■ FRAGMENTO DEL DOCUMENTO:
________________________________________

Gavin se preocupó por un tema: la historia de América Latina. E hizo mucho para hacer valer su título. Una vez, ya como embajador de Estados Unidos en México, el periódico The Washington Post publicó una información de su corresponsal en México referente a Gavin y lo caracterizó como “un ex actor”. Gavin se enfureció y le reclamó al corresponsal esa ligereza, mostrándole sus papeles de la Universidad de Stanford que le acreditaban estudios diplomáticos.
Eso sí, se sentía un predestinado. Gavin recuerda con viveza su graduación en Stanford y el discurso de Wallace Sterling en aquella ceremonia. El presidente de los graduados de Stanford dijo de Gavin en términos llanos: “usted vencerá al mundo, pero no logrará dominar la música”. Perseverante, Gavin también logró hacer algo más con la música que tararearla: bailar. De no haber sido por su nombramiento de embajador en marzo de 1981, habría logrado poner en escena la obra musical Can Can, que algunos críticos de Broadway no la veían con malos ojos. No desde luego como los triunfos similares a A chorus line o Cats, pero sí un triunfo importante para la carrera de un actor retirado de Hollywood y ya entrado en años.

________________________________________

■ INFORMACIÓN PROPORCIONADA:

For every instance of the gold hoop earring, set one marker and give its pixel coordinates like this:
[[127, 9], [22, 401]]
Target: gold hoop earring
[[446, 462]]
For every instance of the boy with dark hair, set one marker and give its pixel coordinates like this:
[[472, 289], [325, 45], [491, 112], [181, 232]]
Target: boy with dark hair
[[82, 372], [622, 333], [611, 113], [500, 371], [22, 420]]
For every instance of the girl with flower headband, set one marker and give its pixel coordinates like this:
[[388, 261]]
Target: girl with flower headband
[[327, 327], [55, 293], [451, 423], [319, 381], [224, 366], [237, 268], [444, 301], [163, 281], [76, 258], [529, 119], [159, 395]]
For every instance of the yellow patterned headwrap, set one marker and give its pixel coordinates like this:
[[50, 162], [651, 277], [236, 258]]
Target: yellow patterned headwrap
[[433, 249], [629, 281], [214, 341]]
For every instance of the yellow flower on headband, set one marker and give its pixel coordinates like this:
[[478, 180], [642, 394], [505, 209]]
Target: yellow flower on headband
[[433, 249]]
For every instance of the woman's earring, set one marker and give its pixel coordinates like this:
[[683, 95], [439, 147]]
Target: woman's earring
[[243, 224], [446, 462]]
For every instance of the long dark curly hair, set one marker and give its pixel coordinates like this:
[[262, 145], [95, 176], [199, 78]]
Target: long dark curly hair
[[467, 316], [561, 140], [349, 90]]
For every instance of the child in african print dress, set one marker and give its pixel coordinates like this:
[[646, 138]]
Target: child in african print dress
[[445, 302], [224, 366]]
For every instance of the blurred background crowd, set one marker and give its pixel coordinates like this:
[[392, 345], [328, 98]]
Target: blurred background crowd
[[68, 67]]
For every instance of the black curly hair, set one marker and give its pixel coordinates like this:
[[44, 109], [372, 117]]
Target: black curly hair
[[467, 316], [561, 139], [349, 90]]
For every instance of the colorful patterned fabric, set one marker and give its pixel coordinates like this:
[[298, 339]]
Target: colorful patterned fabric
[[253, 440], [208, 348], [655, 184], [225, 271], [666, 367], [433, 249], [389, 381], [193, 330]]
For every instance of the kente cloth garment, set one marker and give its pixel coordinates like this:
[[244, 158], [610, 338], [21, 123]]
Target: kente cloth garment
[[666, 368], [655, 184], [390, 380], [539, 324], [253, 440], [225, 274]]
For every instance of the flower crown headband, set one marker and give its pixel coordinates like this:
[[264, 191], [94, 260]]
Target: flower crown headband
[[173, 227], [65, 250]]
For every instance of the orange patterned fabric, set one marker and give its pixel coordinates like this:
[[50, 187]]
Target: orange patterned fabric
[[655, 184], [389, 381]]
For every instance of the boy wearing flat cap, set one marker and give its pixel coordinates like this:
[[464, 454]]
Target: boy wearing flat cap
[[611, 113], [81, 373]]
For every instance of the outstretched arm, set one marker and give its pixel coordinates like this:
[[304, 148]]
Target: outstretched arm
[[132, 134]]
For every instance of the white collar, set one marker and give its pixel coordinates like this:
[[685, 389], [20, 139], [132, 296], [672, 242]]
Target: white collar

________________________________________

Prolonga el fragmento sobre Gavin, el actor que fue embajador de Estados Unidos en México, a partir de su última oración.

Con estas contradicciones personales y envuelto en una tarea específica de la administración Reagan, John Galenor Pablos conocido en el cine como John Gavin fue designado embajador de Estados Unidos en México. Pero empezó mal, un poco por su propio carácter explosivo y arrogante y otro poco por la forma —para muchos consciente— en que se anunció el nombramiento. Para empezar, la Casa Blanca filtró la información —algo similar a la manera en que en México se conoció del nombramiento de Charles J. Pilliod como sucesor de Gavin— a la prensa norteamericana aún antes de obtener el beneplácito del gobierno de México y justamente unos días previos a la entrevista entre el entonces presidente mexicano José López Portillo con el presidente Reagan.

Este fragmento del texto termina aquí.